_ACTIVITY_
Every entry, from the first line to the last, should be output exactly.

_Natural-language object grounding data_
BEGIN
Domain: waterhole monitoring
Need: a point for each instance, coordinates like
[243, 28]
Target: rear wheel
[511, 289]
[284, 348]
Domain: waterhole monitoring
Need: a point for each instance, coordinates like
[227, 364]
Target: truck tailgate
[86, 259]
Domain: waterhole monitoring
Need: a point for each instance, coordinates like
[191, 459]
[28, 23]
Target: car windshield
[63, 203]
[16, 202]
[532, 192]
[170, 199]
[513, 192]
END
_OUTPUT FOR THIS EXERCISE_
Domain: waterhole monitoring
Need: a point for each instance, coordinates like
[243, 28]
Target: rear wheel
[511, 289]
[284, 348]
Domain: waterhole monitoring
Need: a point for each instance, coordinates like
[227, 364]
Target: truck tailgate
[86, 259]
Domain: waterhole monitoring
Need: a point for each instance, coordinates like
[191, 459]
[28, 23]
Target: car windshield
[63, 203]
[16, 202]
[532, 192]
[170, 199]
[513, 192]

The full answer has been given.